* START Record set *

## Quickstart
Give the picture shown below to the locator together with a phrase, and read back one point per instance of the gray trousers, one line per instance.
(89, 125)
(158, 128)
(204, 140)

* END Record set *

_Exercise_.
Your task is to reproduce all of the records exactly.

_The reply_.
## Quickstart
Give the picture shown below to the locator together with a phrase, and read back one point per instance of the gray trousers, one line per instance.
(89, 125)
(158, 128)
(204, 140)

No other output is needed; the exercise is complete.